▸ TEKS BACAAN
Tentara Kelelahan dan Kalah Persenjataan, Ukraina Masih Dikuasai Rusia

| Kamis, 22/02/2024 16:10 WIB
Tentara Kelelahan dan Kalah Persenjataan, Ukraina Masih Dikuasai Rusia Prajurit Angkatan Bersenjata Ukraina menyelesaikan drone di lokasi yang dirahasiakan di wilayah Donetsk, 3 Februari 2024. Foto: Reuters

KRAMATORSK - Saat perang Ukraina memasuki tahun ketiga, infanteri Brigade ke-59 menghadapi kenyataan suram: mereka kehabisan tentara dan amunisi untuk melawan penjajah Rusia.

Seorang komandan peleton yang menggunakan tanda panggilnya "Tygr" memperkirakan bahwa hanya 60-70% dari beberapa ribu orang di brigade pada awal konflik yang masih bertugas. Sisanya terbunuh, terluka atau dikeluarkan karena alasan seperti usia tua atau sakit.

▸ RUMUSAN TUGAS
Sunting bagian teks berita tentang perang Ukraina dari "KRAMATORSK - Saat" sampai "melawan penjajah Rusia.", dengan "amunisi" diganti menjadi "perbekalan".

▸ BAHAN
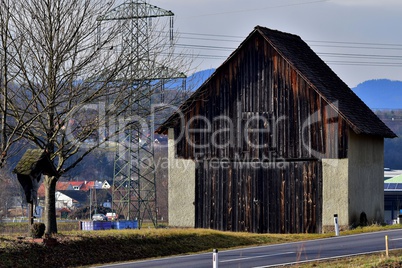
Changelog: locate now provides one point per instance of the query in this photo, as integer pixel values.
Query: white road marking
(260, 256)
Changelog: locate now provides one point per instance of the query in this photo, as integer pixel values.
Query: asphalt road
(281, 254)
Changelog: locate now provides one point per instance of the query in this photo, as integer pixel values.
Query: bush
(38, 229)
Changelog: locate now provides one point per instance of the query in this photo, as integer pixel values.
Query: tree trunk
(50, 204)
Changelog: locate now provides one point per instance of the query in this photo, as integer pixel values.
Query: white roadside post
(336, 224)
(215, 258)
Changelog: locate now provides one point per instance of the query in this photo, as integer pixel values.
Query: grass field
(84, 248)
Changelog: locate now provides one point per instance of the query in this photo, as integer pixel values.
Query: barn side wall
(366, 178)
(181, 192)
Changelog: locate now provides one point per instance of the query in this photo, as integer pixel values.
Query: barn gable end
(268, 134)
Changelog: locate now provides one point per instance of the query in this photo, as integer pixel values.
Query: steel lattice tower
(134, 186)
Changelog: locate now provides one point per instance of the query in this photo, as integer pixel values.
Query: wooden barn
(274, 141)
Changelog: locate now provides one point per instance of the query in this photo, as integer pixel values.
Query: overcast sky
(359, 39)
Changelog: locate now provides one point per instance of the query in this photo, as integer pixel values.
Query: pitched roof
(317, 73)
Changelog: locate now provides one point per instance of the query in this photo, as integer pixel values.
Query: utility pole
(134, 185)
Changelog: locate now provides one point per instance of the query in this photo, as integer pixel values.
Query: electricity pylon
(134, 186)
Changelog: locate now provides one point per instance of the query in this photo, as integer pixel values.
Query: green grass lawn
(84, 248)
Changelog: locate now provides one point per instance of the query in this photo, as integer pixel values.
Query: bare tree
(75, 80)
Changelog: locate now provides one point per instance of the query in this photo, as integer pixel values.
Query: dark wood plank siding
(260, 89)
(239, 196)
(259, 109)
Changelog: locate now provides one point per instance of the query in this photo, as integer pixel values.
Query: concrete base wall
(354, 185)
(335, 192)
(181, 191)
(366, 178)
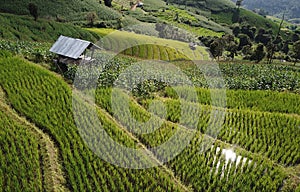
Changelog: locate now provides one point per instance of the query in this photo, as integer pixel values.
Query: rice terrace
(149, 95)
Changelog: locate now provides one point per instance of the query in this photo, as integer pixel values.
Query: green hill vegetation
(24, 28)
(43, 109)
(83, 171)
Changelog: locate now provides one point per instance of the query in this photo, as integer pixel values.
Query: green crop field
(22, 28)
(182, 96)
(149, 47)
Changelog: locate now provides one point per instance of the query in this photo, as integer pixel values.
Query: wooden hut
(72, 51)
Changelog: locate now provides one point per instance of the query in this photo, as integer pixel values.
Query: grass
(65, 10)
(31, 88)
(24, 28)
(127, 38)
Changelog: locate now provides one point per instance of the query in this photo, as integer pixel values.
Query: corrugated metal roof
(69, 47)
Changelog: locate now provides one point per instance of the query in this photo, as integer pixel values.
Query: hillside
(28, 86)
(276, 7)
(177, 96)
(24, 28)
(63, 10)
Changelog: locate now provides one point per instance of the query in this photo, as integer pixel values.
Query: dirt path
(53, 179)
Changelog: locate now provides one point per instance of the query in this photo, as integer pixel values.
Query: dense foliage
(28, 89)
(20, 156)
(277, 7)
(212, 170)
(23, 28)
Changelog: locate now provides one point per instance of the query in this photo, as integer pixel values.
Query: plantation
(22, 28)
(174, 100)
(148, 47)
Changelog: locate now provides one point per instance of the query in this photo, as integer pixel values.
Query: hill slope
(66, 10)
(24, 28)
(276, 7)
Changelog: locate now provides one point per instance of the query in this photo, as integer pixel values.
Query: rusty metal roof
(70, 47)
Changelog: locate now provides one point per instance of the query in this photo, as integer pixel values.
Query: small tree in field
(296, 52)
(108, 3)
(258, 54)
(33, 10)
(91, 17)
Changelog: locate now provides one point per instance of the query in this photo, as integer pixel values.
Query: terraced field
(149, 47)
(251, 150)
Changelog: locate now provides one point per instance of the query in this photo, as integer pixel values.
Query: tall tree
(272, 51)
(108, 3)
(33, 10)
(258, 53)
(296, 52)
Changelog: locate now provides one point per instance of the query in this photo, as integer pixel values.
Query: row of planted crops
(256, 135)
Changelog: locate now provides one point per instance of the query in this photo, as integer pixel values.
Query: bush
(5, 54)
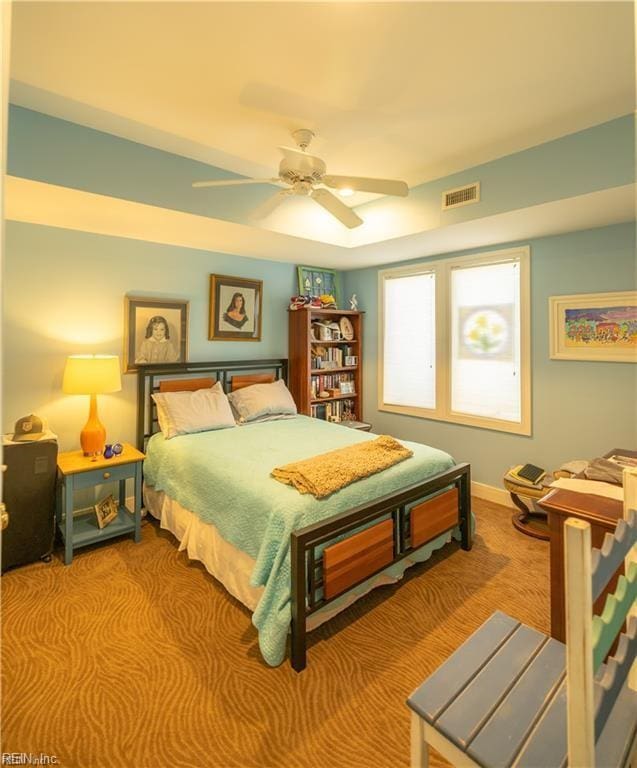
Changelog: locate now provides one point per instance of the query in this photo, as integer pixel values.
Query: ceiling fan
(305, 174)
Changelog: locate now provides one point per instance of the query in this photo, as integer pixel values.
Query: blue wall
(64, 294)
(580, 409)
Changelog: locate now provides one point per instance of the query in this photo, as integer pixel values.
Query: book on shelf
(335, 410)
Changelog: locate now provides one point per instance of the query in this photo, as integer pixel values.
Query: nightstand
(76, 471)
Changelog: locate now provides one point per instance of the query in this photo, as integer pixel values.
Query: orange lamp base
(93, 436)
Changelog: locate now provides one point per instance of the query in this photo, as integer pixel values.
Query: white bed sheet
(230, 565)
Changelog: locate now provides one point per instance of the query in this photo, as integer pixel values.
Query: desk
(602, 514)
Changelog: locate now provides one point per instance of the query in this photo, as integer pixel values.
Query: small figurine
(327, 301)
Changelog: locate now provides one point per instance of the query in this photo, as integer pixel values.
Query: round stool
(524, 519)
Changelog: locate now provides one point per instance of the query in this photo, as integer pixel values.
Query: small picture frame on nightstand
(106, 511)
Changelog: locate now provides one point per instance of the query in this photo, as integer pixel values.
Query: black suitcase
(29, 498)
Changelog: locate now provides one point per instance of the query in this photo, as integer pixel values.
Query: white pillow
(181, 413)
(258, 400)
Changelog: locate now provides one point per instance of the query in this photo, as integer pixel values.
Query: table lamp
(92, 375)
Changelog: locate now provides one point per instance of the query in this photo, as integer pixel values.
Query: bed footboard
(326, 562)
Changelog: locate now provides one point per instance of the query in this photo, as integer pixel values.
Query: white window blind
(485, 341)
(409, 360)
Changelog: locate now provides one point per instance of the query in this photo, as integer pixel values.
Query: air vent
(454, 198)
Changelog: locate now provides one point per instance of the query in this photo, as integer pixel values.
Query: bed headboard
(232, 375)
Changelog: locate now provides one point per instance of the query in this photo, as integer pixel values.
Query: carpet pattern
(134, 655)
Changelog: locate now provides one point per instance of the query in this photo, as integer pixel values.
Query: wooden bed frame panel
(432, 517)
(185, 385)
(350, 561)
(405, 520)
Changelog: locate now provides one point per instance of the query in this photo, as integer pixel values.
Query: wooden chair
(511, 696)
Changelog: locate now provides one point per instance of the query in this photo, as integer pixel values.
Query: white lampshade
(91, 375)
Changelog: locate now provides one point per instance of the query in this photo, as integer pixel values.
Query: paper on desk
(590, 486)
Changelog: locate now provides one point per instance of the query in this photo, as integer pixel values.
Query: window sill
(467, 420)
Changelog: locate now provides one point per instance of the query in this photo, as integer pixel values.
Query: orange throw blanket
(328, 472)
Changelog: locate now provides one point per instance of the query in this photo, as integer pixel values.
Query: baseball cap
(28, 428)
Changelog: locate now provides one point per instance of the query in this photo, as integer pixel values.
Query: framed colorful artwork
(594, 326)
(235, 309)
(155, 331)
(315, 281)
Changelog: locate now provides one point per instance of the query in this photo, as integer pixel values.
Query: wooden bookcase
(311, 369)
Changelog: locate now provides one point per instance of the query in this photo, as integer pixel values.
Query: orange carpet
(134, 656)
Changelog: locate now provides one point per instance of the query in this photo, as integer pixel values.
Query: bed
(293, 560)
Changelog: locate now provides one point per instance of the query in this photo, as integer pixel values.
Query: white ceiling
(399, 90)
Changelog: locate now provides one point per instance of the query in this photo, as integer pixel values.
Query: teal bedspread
(224, 478)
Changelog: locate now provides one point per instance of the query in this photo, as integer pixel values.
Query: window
(455, 340)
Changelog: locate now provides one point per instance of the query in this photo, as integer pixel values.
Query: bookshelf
(318, 363)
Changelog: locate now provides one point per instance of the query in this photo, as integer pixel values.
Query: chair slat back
(606, 561)
(618, 604)
(588, 638)
(617, 669)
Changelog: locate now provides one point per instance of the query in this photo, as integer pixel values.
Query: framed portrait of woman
(155, 331)
(235, 309)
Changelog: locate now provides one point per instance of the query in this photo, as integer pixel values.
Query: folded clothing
(604, 470)
(328, 472)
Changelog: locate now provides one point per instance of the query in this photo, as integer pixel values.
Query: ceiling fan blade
(332, 204)
(360, 184)
(233, 182)
(266, 208)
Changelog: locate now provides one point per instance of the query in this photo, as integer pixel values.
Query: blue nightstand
(76, 471)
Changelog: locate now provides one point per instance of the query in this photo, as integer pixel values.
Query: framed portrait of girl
(235, 309)
(156, 331)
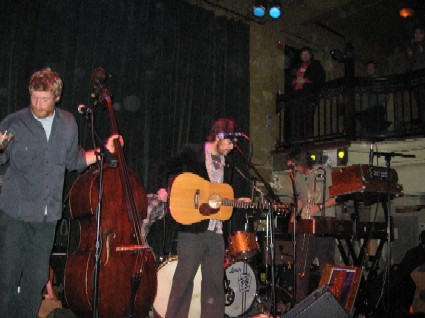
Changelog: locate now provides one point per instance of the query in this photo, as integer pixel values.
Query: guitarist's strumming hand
(206, 210)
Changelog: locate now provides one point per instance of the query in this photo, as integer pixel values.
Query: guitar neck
(281, 207)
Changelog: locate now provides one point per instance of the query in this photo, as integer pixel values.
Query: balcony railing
(361, 109)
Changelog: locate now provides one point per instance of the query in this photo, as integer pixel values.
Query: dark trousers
(24, 265)
(193, 249)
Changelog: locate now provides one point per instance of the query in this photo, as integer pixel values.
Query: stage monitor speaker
(319, 304)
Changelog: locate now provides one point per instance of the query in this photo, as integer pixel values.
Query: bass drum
(165, 280)
(240, 289)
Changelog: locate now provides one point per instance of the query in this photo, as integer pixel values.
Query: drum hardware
(321, 176)
(243, 245)
(229, 293)
(240, 287)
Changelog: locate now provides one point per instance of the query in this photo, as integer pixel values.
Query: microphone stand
(387, 207)
(294, 236)
(104, 153)
(270, 197)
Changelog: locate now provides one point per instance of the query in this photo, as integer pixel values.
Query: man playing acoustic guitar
(202, 243)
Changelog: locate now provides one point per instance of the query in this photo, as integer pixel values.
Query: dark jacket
(192, 159)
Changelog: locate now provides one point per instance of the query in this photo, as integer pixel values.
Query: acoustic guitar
(188, 192)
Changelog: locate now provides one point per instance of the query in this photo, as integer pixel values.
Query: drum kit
(246, 280)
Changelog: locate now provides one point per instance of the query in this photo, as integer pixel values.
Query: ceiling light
(274, 10)
(406, 12)
(259, 9)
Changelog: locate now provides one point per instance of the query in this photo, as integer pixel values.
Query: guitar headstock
(282, 207)
(5, 139)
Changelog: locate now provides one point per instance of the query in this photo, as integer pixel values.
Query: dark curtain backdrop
(173, 69)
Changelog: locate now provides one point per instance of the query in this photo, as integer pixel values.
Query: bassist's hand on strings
(110, 143)
(91, 155)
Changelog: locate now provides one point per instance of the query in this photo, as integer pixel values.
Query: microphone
(83, 110)
(371, 155)
(98, 76)
(232, 135)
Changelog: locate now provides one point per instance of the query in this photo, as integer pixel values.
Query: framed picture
(342, 282)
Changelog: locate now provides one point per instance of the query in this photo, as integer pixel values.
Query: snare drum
(240, 289)
(243, 245)
(165, 280)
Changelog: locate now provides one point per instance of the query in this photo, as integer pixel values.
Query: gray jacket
(35, 175)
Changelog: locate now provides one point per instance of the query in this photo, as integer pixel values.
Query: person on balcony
(308, 75)
(416, 61)
(373, 111)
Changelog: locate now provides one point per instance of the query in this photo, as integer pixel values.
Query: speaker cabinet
(319, 304)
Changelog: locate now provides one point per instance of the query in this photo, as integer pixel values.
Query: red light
(406, 12)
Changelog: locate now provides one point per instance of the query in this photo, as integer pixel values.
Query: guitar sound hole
(214, 201)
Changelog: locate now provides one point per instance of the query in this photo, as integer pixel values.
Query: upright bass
(127, 280)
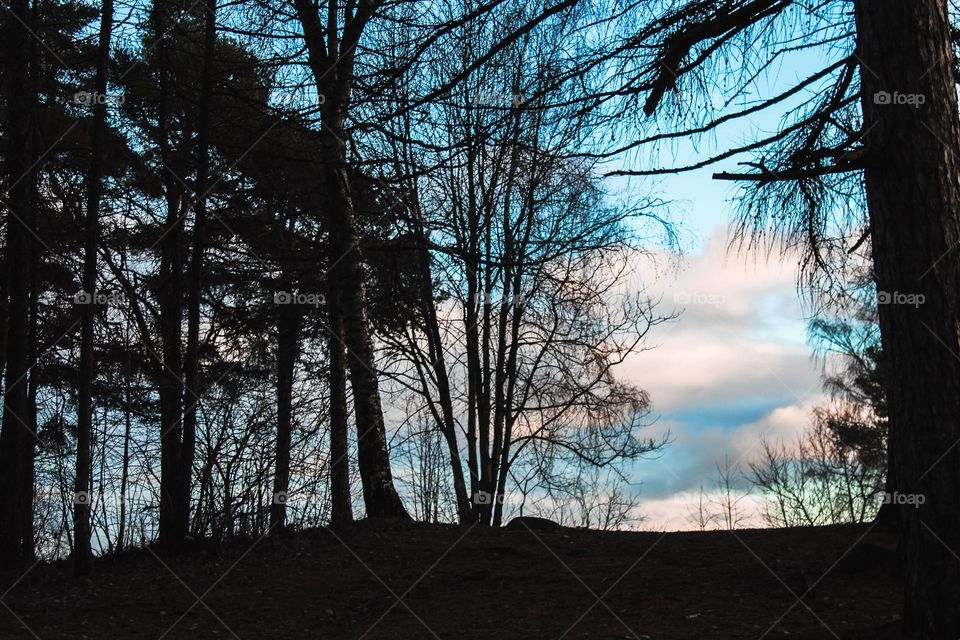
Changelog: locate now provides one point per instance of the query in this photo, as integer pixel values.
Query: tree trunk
(913, 195)
(82, 554)
(373, 458)
(331, 61)
(174, 512)
(16, 437)
(288, 338)
(341, 508)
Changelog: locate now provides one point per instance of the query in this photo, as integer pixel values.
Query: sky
(734, 367)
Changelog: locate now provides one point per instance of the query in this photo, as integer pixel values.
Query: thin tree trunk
(16, 437)
(913, 195)
(341, 508)
(192, 387)
(331, 61)
(125, 470)
(288, 338)
(82, 554)
(174, 514)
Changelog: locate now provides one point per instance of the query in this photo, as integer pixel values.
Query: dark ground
(458, 582)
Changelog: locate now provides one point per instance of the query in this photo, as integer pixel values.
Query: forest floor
(411, 581)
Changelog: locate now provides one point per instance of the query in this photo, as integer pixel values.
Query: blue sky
(735, 366)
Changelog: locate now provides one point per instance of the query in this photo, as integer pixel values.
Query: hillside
(459, 582)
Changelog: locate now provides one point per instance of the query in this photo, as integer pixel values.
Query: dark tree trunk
(288, 339)
(448, 425)
(174, 512)
(913, 194)
(373, 458)
(331, 59)
(192, 386)
(341, 507)
(82, 554)
(17, 437)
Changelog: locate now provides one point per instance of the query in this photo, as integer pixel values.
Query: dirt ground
(398, 582)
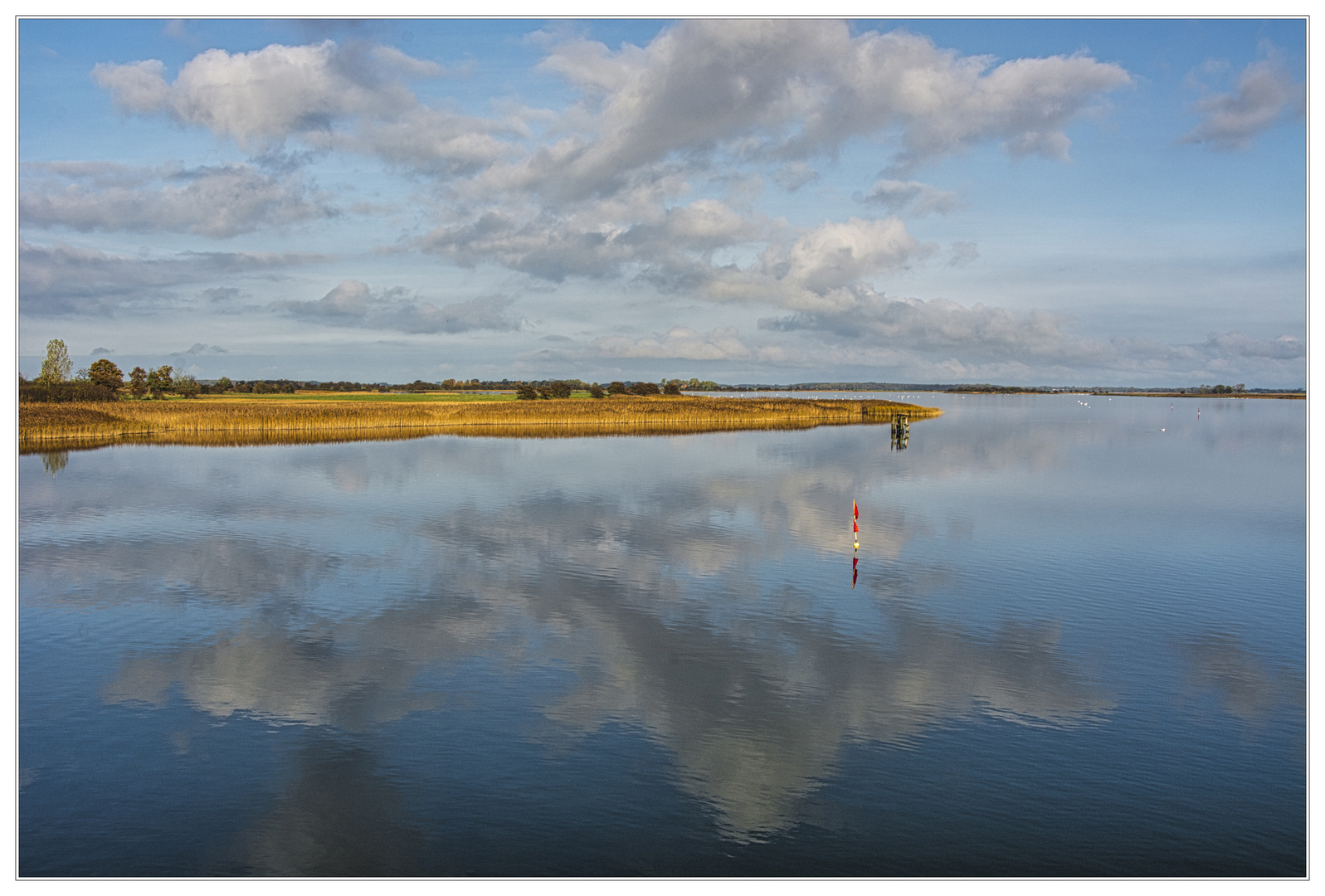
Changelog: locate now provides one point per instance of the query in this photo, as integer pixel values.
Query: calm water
(1076, 647)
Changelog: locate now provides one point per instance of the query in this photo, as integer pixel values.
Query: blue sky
(1022, 202)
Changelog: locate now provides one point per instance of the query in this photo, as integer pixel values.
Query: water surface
(1076, 645)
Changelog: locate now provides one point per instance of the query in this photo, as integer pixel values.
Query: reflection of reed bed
(222, 439)
(290, 421)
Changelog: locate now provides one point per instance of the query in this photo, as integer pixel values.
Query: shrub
(40, 392)
(105, 373)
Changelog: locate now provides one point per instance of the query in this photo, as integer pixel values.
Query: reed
(44, 425)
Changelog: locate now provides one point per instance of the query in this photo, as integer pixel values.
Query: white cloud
(794, 89)
(1265, 95)
(62, 279)
(680, 342)
(352, 303)
(312, 92)
(840, 253)
(217, 202)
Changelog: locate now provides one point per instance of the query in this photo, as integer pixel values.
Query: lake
(1074, 645)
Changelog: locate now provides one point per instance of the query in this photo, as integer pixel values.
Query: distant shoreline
(301, 418)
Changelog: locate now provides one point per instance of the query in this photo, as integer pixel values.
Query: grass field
(304, 418)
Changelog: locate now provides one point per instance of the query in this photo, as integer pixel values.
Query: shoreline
(272, 419)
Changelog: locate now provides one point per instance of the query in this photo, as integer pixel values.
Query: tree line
(104, 381)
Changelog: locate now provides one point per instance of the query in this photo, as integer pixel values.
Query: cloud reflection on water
(652, 598)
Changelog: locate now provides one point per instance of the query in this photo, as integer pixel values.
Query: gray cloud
(734, 714)
(62, 279)
(199, 348)
(312, 92)
(1265, 95)
(217, 202)
(794, 175)
(680, 342)
(1236, 345)
(913, 197)
(792, 89)
(353, 304)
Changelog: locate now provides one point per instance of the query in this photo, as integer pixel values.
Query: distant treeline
(104, 381)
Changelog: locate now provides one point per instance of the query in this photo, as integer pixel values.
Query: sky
(947, 201)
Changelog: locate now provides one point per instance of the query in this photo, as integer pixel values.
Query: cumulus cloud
(943, 339)
(913, 197)
(680, 342)
(963, 253)
(840, 253)
(1236, 345)
(1265, 95)
(352, 303)
(62, 279)
(598, 240)
(794, 175)
(792, 89)
(199, 348)
(217, 202)
(313, 92)
(940, 325)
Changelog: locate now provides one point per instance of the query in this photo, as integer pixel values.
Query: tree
(138, 382)
(105, 373)
(557, 390)
(184, 385)
(56, 368)
(159, 381)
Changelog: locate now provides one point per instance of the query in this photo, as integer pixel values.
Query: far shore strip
(51, 423)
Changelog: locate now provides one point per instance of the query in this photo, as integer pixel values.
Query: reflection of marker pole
(855, 529)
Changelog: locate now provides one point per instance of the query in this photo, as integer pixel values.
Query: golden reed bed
(273, 421)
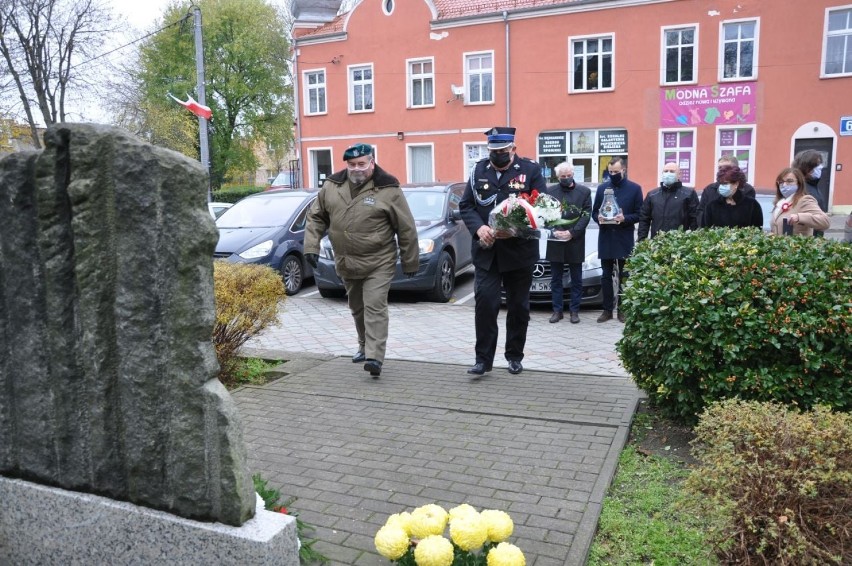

▸ JAWABAN
KRAMATORSK - Saat perang Ukraina memasuki tahun ketiga, infanteri Brigade ke-59 menghadapi kenyataan suram: mereka kehabisan tentara dan perbekalan untuk melawan penjajah Rusia.